**SOURCE DOCUMENT**.
Again, unsurprisingly, many of the attributes of the Data Frame are also blank.
For instance, the index:
# Show the blank index
blank_df.index
RangeIndex(start=0, stop=0, step=1)
Ditto for the columns attribute:
# Show the blank columns.
blank_df.columns
RangeIndex(start=0, stop=0, step=1)
We can add new columns (e.g. new Pandas Series) into this blank Data Frame by using direct indexing on the left hand side (LHS). E.g.
# Create a new column in the Data Frame.
blank_df['new_column'] = np.array([1, 2, 3])
blank_df
| new_column | |
|---|---|
| 0 | 1 |
| 1 | 2 |
| 2 | 3 |
We used a Numpy array to construct this new column, however, as we know, Data Frames are a dictionary-like collection of Series, so Pandas can represent the data as a Pandas Series:
# Show the type of df['new_column'].
new_col = blank_df['new_column']
type(new_col)
pandas.Series
The string which we used as the column name (e.g. new_column) has become the name attribute of this new Series:
# Show the `name` of the column.
new_col.name
'new_column'
…and the numpy array we supplied has become the .values of the Series:
# Show the `values` in the column.
new_col.values
array([1, 2, 3])
Pandas has also automatically created a default RangeIndex for the Data Frame, because we did not specify what it should use as an index:
blank_df.index
RangeIndex(start=0, stop=3, step=1)
As you saw in The Pandas from Numpy page, Series extracted from Data Frames inherit the .index of the Data Frame:
new_col.index
RangeIndex(start=0, stop=3, step=1)
If we construct Data Frames using this method (“create a blank Data Frame, add the data later”), then any new columns we add must have equal numbers of elements. This must be so, in order that the new column can share an index with the old.
# Add another new column with correct number of elements.
blank_df['another_new_column'] = np.array(['A', 'B', 'C'])
blank_df
| new_column | another_new_column | |
|---|---|---|
| 0 | 1 | A |
| 1 | 2 | B |
| 2 | 3 | C |
If the number of elements differs, then Pandas will throw an error:
# ValueError from wrong number of elements on RHS.
blank_df['a_further_new_column'] = np.array([4, 5 , 6, 7])
---------------------------------------------------------------------------
ValueError Traceback (most recent call last)
Cell In[14], line 2
1 # ValueError from wrong number of elements on RHS.

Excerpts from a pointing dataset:
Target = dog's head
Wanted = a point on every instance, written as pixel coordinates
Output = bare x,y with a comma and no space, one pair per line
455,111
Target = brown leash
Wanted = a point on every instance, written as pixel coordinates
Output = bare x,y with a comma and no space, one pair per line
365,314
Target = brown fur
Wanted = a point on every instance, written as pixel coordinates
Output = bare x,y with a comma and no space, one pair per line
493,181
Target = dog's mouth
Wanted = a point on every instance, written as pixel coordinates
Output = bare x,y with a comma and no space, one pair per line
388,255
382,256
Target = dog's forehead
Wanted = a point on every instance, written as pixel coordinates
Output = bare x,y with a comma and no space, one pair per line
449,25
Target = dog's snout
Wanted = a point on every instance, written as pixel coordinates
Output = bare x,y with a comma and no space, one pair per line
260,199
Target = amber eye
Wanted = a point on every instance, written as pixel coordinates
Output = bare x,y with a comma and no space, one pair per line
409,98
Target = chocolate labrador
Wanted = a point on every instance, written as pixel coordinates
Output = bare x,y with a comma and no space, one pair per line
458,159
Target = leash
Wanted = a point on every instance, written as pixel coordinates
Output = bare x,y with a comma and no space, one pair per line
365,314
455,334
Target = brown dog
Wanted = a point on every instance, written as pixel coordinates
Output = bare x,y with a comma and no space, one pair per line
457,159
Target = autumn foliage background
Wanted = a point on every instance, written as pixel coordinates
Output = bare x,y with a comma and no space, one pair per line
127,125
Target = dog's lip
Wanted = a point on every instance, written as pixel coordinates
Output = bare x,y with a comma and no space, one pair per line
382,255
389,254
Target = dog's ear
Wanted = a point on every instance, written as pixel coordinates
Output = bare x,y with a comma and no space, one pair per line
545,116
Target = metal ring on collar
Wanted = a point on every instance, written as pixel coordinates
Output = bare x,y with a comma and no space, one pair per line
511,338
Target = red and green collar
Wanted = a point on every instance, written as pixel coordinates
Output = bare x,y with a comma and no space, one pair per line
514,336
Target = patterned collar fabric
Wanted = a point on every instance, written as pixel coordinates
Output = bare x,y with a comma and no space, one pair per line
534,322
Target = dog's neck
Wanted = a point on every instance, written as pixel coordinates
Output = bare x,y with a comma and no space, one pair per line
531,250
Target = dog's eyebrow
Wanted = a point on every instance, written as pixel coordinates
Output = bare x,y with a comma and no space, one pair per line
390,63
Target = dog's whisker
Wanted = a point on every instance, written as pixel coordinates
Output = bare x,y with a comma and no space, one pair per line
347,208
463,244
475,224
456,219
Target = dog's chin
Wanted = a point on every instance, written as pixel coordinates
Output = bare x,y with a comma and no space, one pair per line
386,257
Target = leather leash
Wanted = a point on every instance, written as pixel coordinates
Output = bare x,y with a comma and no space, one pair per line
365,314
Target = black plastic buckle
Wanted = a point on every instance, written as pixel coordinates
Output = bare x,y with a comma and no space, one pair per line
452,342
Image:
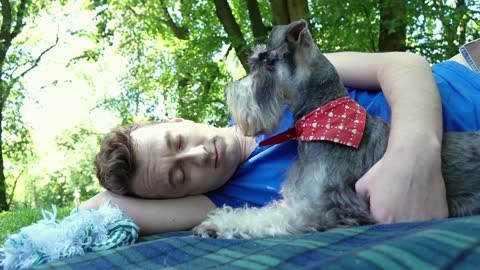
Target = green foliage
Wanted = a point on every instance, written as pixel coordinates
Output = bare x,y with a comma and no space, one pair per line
12,221
180,54
180,59
78,147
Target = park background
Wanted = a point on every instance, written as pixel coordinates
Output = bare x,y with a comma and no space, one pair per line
72,70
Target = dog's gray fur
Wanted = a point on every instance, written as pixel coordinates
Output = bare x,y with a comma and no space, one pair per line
319,192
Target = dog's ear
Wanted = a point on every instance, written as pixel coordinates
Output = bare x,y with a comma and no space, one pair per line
298,31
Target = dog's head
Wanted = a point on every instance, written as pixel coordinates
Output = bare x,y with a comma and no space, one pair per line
281,73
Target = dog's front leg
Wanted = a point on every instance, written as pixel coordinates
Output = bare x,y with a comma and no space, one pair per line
278,218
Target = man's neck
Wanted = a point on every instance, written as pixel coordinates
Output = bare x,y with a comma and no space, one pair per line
247,144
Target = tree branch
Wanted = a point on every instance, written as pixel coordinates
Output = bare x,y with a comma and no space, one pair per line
19,21
225,15
36,61
279,12
260,32
179,32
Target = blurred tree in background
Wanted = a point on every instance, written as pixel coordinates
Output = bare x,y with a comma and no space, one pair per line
182,54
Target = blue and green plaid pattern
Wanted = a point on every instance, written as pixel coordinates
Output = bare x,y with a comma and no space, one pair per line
445,244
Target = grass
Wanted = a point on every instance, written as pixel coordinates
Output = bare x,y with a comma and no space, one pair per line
12,221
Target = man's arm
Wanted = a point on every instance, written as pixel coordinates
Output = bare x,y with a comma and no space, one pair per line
406,184
157,216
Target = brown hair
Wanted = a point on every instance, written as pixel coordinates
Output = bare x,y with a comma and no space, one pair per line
115,163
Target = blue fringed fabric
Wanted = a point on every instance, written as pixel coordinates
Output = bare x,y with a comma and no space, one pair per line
82,231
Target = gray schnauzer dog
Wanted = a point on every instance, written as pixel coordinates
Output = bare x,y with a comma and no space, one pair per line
319,192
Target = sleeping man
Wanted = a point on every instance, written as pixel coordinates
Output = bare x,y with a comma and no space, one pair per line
168,175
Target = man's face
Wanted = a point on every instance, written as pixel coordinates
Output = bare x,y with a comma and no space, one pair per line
182,158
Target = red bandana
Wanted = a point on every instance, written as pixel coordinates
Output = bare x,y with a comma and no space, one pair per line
340,121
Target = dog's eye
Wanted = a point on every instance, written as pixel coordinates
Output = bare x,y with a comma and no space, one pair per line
263,56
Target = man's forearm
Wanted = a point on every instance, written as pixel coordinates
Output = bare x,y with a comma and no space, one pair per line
157,216
414,99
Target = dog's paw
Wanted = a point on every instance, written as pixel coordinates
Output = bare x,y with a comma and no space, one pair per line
204,231
209,229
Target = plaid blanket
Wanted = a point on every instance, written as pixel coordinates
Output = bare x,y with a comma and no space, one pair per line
445,244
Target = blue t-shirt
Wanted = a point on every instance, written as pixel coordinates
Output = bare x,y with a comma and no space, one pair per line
258,180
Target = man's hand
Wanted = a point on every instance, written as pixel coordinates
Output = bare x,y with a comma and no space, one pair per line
405,186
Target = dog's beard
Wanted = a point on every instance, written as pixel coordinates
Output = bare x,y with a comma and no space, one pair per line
255,104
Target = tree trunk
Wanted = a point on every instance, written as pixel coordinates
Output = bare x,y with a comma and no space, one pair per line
235,35
260,32
3,187
393,25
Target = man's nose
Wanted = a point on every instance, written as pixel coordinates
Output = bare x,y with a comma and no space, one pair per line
197,154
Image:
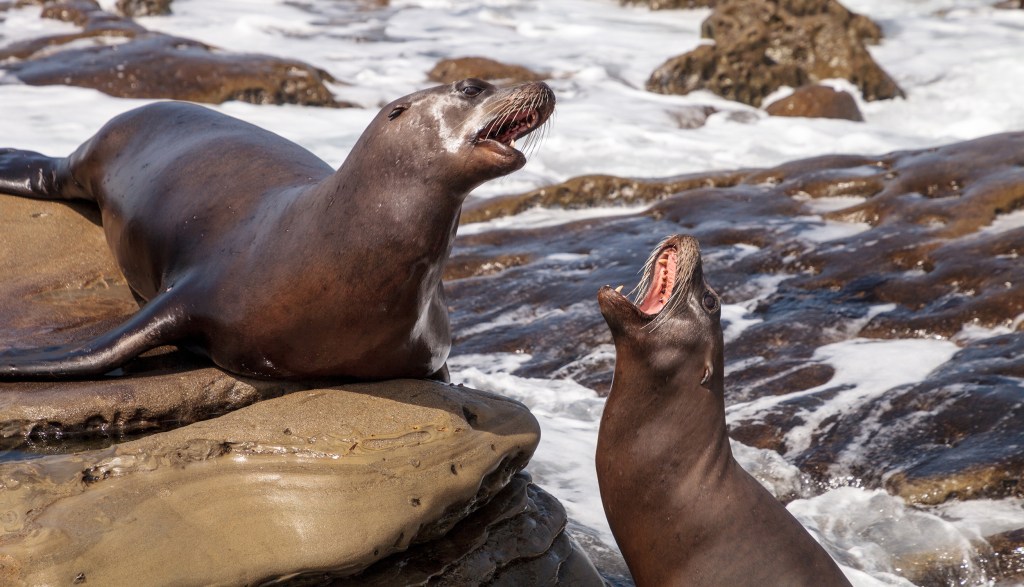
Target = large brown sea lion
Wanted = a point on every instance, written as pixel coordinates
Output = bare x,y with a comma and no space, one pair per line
249,249
680,507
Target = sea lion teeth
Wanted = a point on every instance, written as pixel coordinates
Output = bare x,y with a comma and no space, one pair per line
664,441
215,266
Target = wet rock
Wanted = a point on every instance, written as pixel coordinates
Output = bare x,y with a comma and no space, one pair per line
591,191
914,244
762,46
691,117
1008,548
155,66
817,101
669,4
448,71
956,433
326,480
133,8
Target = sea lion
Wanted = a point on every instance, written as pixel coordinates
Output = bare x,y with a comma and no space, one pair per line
249,249
680,507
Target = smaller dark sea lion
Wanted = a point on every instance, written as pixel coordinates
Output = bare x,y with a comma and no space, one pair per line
252,251
681,508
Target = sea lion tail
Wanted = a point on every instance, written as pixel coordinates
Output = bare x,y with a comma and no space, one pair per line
32,174
160,322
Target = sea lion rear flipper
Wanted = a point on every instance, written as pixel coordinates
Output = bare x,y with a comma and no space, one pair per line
441,375
158,323
32,174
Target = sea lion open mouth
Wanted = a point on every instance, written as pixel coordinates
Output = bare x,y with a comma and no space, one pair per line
517,113
662,283
507,128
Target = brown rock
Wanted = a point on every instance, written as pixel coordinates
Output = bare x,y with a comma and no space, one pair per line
448,71
144,7
669,4
817,101
323,480
761,46
156,66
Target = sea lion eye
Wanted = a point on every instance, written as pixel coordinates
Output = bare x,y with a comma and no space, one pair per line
710,301
397,110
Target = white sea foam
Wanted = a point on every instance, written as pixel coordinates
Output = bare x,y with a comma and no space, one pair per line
864,370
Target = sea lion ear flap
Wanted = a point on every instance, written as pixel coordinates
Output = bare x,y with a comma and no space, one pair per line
397,110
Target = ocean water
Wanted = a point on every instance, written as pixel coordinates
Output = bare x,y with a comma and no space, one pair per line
960,61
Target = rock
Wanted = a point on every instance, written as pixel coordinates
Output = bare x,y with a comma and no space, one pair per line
956,433
518,538
590,191
764,45
133,8
817,101
669,4
1008,548
449,71
325,480
157,66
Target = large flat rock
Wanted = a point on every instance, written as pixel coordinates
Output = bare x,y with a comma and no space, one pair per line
314,481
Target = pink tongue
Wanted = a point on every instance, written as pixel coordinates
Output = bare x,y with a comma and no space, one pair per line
662,284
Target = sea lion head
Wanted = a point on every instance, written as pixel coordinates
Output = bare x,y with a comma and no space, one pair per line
469,127
673,332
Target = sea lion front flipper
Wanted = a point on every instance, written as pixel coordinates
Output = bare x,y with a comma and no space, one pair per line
161,322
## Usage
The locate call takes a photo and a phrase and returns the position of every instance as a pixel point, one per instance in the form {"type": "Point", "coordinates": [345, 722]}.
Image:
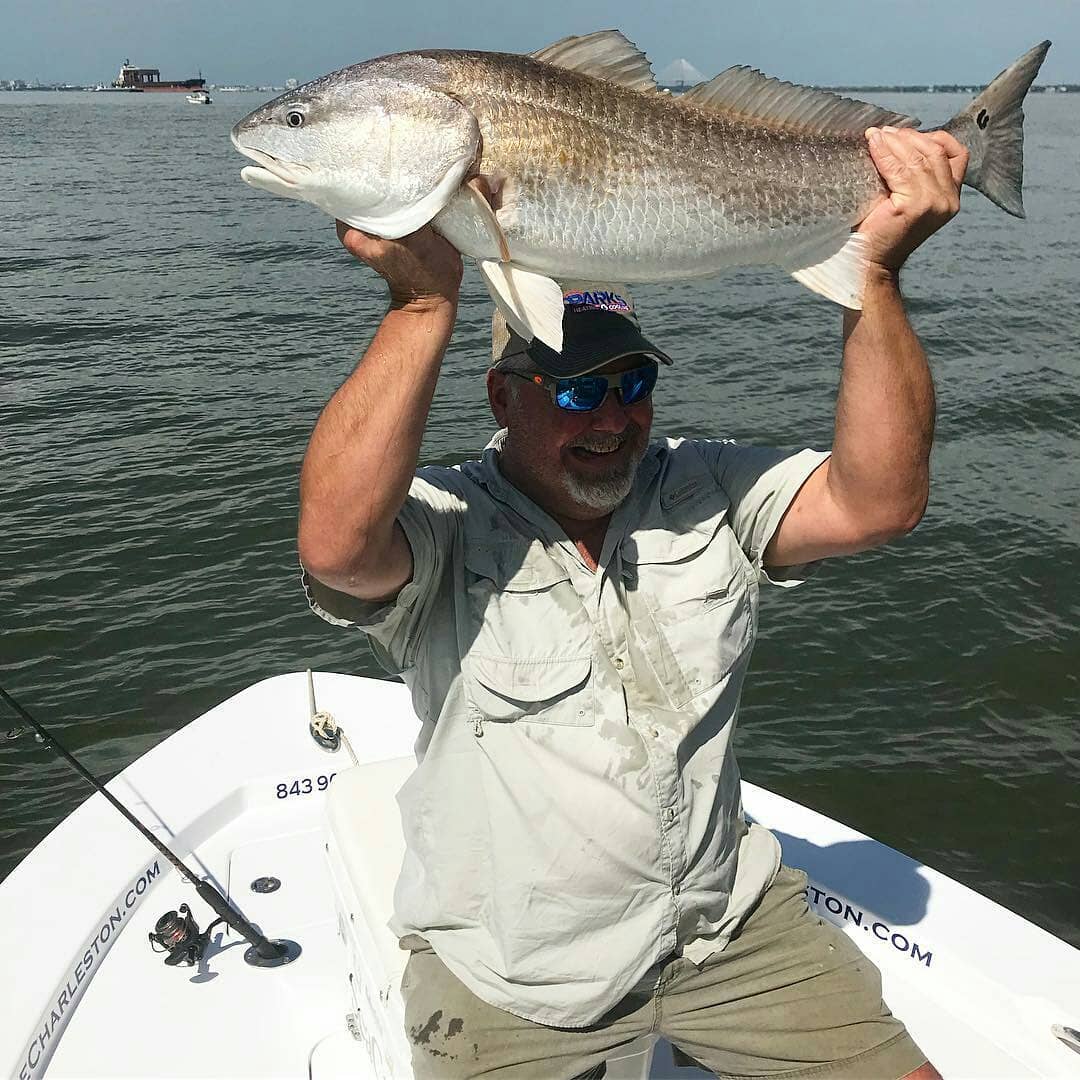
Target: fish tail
{"type": "Point", "coordinates": [991, 127]}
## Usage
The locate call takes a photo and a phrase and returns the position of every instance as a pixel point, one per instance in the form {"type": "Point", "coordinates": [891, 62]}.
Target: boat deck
{"type": "Point", "coordinates": [240, 794]}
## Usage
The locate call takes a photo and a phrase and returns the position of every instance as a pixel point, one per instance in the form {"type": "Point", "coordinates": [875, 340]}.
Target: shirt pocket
{"type": "Point", "coordinates": [530, 658]}
{"type": "Point", "coordinates": [692, 580]}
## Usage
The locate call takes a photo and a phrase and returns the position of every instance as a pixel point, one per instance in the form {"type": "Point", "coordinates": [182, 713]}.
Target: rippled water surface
{"type": "Point", "coordinates": [167, 337]}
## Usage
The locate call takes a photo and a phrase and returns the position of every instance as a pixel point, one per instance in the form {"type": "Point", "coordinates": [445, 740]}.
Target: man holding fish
{"type": "Point", "coordinates": [575, 615]}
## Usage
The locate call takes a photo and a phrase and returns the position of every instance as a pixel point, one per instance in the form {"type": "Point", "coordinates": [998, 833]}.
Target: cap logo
{"type": "Point", "coordinates": [598, 300]}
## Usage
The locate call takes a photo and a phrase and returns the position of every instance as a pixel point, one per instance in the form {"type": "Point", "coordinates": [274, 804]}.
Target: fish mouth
{"type": "Point", "coordinates": [291, 173]}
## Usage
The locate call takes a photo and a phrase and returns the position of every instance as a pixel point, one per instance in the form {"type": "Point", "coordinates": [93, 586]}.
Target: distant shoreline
{"type": "Point", "coordinates": [1063, 88]}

**WRITTEN EXERCISE A**.
Shorten the paragraph in the Data Frame tutorial that begins "If we construct Data Frames using this method", keeping its main facts.
**WRITTEN EXERCISE B**.
Continue the Data Frame tutorial above from the point where it stops.

**RESPONSE A**.
When a Data Frame is built by creating it blank and adding data later, each new column must have the same number of elements as the existing ones, so that it can share their index.

**RESPONSE B**.
----> 2 blank_df['a_further_new_column'] = np.array([4, 5 , 6, 7])
File /opt/hostedtoolcache/Python/3.12.12/x64/lib/python3.12/site-packages/pandas/core/frame.py:4672, in DataFrame.__setitem__(self, key, value)
4669 self._setitem_array([key], value)
4670 else:
4671 # set column
-> 4672 self._set_item(key, value)
File /opt/hostedtoolcache/Python/3.12.12/x64/lib/python3.12/site-packages/pandas/core/frame.py:4872, in DataFrame._set_item(self, key, value)
4862 def _set_item(self, key, value) -> None:
4863 """
4864 Add series to DataFrame in specified column.
4865
(...) 4870 ensure homogeneity.
4871 """
-> 4872 value, refs = self._sanitize_column(value)
4874 if (
4875 key in self.columns
4876 and value.ndim == 1
4877 and not isinstance(value.dtype, ExtensionDtype)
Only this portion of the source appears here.